Reproduce every line of the entries below, starting from the line containing "Where can you see the green" and continuing through the last line of the entries, with the requests included. Offset each coordinate value in the answers by adding 114 to it.

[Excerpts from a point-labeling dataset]
§
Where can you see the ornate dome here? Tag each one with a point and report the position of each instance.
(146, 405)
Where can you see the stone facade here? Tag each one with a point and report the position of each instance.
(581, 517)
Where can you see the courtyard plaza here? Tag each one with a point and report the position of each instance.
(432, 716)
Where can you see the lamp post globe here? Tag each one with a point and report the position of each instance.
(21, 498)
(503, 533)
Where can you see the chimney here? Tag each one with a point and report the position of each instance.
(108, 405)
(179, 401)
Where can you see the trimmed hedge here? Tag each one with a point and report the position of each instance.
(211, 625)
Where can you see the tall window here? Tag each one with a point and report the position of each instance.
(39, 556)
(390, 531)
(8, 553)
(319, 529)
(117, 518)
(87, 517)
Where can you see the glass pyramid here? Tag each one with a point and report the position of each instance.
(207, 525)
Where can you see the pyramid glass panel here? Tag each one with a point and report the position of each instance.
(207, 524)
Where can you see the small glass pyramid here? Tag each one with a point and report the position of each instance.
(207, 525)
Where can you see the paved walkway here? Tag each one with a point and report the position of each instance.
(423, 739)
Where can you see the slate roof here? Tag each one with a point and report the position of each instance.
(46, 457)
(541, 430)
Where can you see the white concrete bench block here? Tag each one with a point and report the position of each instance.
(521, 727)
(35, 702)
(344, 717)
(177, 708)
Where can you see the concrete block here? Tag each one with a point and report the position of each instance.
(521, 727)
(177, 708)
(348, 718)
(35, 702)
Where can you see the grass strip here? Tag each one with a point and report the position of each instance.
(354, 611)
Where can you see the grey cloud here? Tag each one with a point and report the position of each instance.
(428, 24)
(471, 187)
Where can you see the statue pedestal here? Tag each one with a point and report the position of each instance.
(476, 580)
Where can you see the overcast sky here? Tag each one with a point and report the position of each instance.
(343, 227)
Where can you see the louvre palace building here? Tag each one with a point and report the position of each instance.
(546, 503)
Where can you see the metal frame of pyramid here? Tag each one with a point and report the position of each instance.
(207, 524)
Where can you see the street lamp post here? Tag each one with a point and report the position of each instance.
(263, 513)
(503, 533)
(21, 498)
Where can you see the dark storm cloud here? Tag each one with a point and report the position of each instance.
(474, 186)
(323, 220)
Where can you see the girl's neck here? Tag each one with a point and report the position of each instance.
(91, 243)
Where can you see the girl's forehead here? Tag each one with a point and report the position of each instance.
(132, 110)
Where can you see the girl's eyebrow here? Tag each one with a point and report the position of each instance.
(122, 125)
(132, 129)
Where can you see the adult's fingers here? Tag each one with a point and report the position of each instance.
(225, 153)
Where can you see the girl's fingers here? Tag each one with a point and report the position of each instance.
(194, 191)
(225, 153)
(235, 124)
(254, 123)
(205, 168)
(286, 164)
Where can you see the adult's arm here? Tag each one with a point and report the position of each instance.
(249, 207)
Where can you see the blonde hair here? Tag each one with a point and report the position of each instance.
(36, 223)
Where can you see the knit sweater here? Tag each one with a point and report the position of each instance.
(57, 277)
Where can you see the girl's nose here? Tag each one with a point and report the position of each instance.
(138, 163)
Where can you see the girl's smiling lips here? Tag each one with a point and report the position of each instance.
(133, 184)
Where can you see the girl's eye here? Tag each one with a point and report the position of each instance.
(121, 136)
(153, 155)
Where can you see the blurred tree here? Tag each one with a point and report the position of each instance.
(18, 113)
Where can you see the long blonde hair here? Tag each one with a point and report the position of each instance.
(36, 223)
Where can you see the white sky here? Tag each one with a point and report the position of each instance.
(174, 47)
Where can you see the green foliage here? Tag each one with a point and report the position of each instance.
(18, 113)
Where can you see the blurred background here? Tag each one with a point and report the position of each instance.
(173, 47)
§
Finished task ->
Where can you see the green foliage here? Tag each one with a point and report the position of each instance.
(132, 227)
Where can you see the blurred background here? Tag each one with a point and report the position of each instance.
(287, 161)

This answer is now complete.